▶ _Tarefas_
1 – Duplique um trecho do texto sobre cancros transmissíveis: comece nas palavras "Escapando ao sistema" e pare depois de "num novo organismo?".
2 – No texto sobre cancros transmissíveis, o que deixam de produzir os tumores na DTFD?
3 – Prossiga o texto sobre cancros transmissíveis a partir da sua última frase.

Escapando ao sistema imunitário

O facto de existirem tão poucos cancros transmissíveis é apenas sorte, ou há razões fundamentais para esta alteração que os torna infecciosos ser tão rara? Se as células cancerosas crescem em laboratório, por que razão tão poucas dão o salto e conseguem crescer num novo organismo?

Localização da Tasmânia
(cor-de-laranja escuro) na
Austrália

Imagem de domínio público;
fonte: Wikimedia Commons

Uma diferença óbvia é que os tumores cancerígenos infecciosos têm de encontrar uma maneira de evitar a rejeição pelo sistema imunitário do novo hospedeiro, dado que são provenientes de um indivíduo diferente. Investigação recente revelou que na DTFD os tumores páram de produzir uma determinada proteína que indica ao sistema imunitário quais das células são invasoras. Sem essa molécula, o “tumor DTFD” é capaz de entrar no organismo de um animal e escapar à detecção pelo sistema imunitário.

▶ _Registos fornecidos_
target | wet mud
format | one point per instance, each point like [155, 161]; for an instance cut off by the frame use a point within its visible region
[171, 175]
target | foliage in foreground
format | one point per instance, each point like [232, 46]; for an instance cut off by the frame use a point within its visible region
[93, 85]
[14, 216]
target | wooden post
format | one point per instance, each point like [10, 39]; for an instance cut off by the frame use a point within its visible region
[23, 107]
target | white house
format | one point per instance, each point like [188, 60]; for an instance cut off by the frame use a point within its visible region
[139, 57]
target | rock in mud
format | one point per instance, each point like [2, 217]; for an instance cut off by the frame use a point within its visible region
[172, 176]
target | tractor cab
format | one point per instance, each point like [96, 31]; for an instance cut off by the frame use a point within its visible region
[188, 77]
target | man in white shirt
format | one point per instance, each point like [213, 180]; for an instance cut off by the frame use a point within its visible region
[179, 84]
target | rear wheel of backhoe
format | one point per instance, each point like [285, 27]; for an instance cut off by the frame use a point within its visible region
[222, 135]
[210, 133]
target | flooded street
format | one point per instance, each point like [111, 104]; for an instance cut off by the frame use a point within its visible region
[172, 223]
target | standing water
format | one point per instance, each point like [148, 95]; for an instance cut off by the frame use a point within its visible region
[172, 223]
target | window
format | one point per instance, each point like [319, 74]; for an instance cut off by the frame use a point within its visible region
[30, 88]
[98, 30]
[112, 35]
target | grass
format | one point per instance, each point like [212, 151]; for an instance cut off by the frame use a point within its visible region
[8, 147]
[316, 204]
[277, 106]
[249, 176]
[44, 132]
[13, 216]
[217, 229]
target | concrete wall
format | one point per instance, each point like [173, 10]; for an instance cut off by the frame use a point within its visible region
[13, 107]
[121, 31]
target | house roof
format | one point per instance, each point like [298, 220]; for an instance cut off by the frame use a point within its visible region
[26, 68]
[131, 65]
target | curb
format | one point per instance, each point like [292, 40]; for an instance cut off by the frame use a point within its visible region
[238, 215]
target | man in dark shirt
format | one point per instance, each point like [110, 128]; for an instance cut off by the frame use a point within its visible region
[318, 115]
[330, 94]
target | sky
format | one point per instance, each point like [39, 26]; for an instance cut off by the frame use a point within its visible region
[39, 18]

==

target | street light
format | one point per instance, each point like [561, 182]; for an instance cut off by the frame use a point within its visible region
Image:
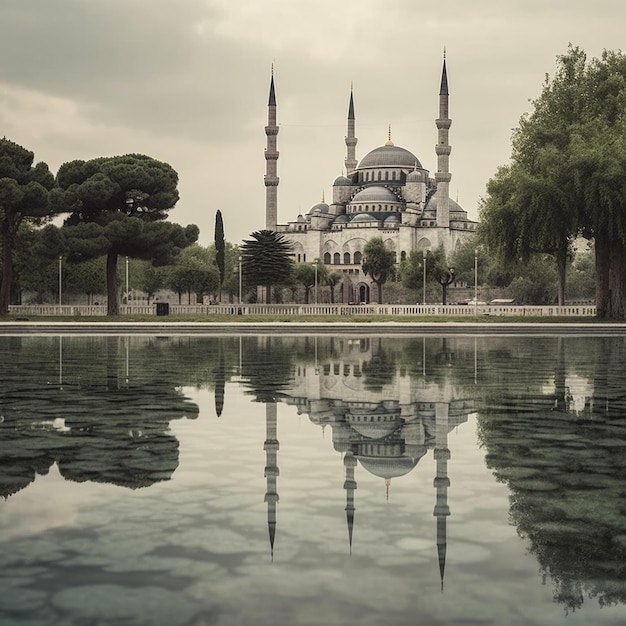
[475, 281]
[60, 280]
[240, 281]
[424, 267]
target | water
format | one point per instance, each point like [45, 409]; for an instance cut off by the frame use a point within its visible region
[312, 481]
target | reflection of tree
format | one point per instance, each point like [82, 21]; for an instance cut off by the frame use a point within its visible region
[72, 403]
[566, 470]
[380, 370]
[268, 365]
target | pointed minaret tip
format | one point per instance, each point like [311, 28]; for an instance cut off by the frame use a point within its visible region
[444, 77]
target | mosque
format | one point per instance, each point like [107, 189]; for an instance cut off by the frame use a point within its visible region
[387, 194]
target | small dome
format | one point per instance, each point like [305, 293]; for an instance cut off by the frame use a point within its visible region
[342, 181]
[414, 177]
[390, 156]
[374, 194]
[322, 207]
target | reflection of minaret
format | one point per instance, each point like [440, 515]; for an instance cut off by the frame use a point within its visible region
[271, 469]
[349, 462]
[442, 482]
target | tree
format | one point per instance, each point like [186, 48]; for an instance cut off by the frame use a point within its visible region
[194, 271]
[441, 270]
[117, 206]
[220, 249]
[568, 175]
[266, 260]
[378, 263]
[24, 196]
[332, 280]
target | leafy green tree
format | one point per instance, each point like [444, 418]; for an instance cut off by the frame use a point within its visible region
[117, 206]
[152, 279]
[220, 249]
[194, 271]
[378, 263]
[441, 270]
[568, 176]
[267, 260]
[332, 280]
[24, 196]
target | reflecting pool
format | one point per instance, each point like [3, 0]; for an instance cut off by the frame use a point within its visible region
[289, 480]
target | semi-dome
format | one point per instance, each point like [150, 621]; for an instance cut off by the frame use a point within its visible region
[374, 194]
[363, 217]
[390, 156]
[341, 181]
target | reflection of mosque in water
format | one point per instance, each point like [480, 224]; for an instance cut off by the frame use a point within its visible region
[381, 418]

---

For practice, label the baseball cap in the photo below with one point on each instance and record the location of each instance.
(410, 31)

▶ _Respostas por item_
1 –
Escapando ao sistema imunitário

O facto de existirem tão poucos cancros transmissíveis é apenas sorte, ou há razões fundamentais para esta alteração que os torna infecciosos ser tão rara? Se as células cancerosas crescem em laboratório, por que razão tão poucas dão o salto e conseguem crescer num novo organismo?

2 – Uma determinada proteína que indica ao sistema imunitário quais das células são invasoras.

3 –
Mas, segundo a Dra. Murchison, muitos investigadores acreditam que os cancros normais também são capazes de se esconder, em certa medida, do sistema imunitário. “O sistema imunitário tem mecanismos de detecção de células cancerosas”, diz ela. ” Possivelmente, o sistema imunitário está ocupado a proteger-nos de milhares de cancros incipientes que ocorrem a toda a hora, e os tumores que acabam por se desenvolver adquiriram capacidade de lhe escapar.

É um pouco assustador, mas há casos de cancros transferidos de uma pessoa para outra. A maioria ocorreu em doentes transplantados, em que um tumor não diagnosticado num órgão doado conduziu a cancro no receptor. E também houve um – único – caso de um cirurgião que ‘apanhou’ cancro de um paciente depois de se ter cortado enquanto operavaw1.

Então poderemos vir um dia a ler no jornal a notícia de uma descoberta recente de cancros transmissíveis em seres humanos? Provavelmente não, diz a Dra. Murchison. “O cancro transmissível é tão raro na natureza, que é pouco provável que ocorra em humanos – vimos apenas dois exemplos.” Mas se um dia vier a acontecer, o trabalho da Dra. Murchison ter-nos-á ajudado a saber o que esperar, e talvez a iniciar o desenvolvimento de terapias úteis.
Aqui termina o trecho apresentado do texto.